Warnings against making images of God


Even making an image in which the God of Israel was believed to be present (as likely in Ex 32:1–9) was forbidden for the following reasons: first, God had not revealed himself in any form to Israel, and to portray him to any degree in the form of any part of the creation is to misrepresent him and thus to commit idolatry (Deut 4:12–16, 23–25). Second, images of God were also not allowed in order to maintain a continuing consciousness among God’s people that there is a distinction between the Creator and the finite creation, which “cannot even remotely accord with the absolute, transcendental character of the God of Israel.” Third, images were also prohibited to maintain a continuing consciousness among the Israelites that their God is different from and incomparable to the pagan gods (Is 40:18–26), whose presence could be transferred to particular images in the form of created things, whereas God’s presence could never be localized or captured in this manner.


To worship an image of any part of the creation is to take away from the incomparable glory of God.

To deny that even part of the true God’s presence can be possessed in a created object is to cause Israel to remember that every part of creation is the possession of God (“for all the earth is Mine” [Ex 19:5]) in contrast to the deities of the nations whose dominion is localized and only over the nation that worships them. “God is spirit, and those who worship Him must worship in [the] spirit and truth” (Jn 4:24). To worship an image of any part of the creation is to take away from the incomparable glory of God: “I am the Lord, that is My name; / I will not give My glory to another, / nor My praise to graven images” (Is 42:8). God is “jealous” (i.e., intolerant of disloyalty) when people give glory to anything other than himself because he is truly the only being in the universe who deserves glory (cf. Ex 20:5; 34:14; Deut 4:24; 5:9; 32:16, 21).

────────────────────

**Directions for this task:**
Write out the passage on images of God word for word, starting with "To deny that" and going on through "5:9; 32:16, 21).".

[Stored entries]

────────────────────

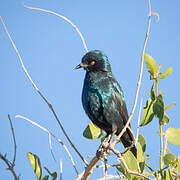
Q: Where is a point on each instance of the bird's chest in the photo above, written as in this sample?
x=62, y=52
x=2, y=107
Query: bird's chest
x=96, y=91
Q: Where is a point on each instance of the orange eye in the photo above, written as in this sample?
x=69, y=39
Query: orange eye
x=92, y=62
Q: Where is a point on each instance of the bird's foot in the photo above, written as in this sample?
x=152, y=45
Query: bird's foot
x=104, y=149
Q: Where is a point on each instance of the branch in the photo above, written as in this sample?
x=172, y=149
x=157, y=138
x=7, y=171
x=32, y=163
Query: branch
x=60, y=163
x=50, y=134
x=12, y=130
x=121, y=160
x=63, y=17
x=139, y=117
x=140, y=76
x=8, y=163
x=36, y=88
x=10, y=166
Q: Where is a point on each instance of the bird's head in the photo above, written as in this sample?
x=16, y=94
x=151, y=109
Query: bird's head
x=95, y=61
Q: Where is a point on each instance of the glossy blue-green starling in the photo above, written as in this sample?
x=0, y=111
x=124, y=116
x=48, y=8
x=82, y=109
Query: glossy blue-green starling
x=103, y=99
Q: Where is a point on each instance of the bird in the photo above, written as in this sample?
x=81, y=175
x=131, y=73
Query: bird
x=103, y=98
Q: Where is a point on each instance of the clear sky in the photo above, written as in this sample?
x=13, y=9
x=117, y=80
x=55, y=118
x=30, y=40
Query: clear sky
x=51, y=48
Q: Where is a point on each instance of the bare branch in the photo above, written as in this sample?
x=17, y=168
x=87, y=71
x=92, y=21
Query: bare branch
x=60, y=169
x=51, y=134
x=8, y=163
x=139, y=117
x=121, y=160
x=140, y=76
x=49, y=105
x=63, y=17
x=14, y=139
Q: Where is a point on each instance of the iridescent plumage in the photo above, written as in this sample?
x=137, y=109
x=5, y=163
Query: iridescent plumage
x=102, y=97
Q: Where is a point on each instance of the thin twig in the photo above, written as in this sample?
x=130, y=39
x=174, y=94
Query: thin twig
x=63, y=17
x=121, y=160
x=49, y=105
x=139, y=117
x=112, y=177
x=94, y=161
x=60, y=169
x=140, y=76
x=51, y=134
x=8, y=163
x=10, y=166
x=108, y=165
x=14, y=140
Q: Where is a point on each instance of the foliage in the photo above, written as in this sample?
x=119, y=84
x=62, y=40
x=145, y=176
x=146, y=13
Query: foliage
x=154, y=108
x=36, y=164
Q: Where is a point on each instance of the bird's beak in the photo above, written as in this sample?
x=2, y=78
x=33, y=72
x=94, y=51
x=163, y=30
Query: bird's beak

────────────────────

**Task response:**
To deny that even part of the true God’s presence can be possessed in a created object is to cause Israel to remember that every part of creation is the possession of God (“for all the earth is Mine” [Ex 19:5]) in contrast to the deities of the nations whose dominion is localized and only over the nation that worships them. “God is spirit, and those who worship Him must worship in [the] spirit and truth” (Jn 4:24). To worship an image of any part of the creation is to take away from the incomparable glory of God: “I am the Lord, that is My name; / I will not give My glory to another, / nor My praise to graven images” (Is 42:8). God is “jealous” (i.e., intolerant of disloyalty) when people give glory to anything other than himself because he is truly the only being in the universe who deserves glory (cf. Ex 20:5; 34:14; Deut 4:24; 5:9; 32:16, 21).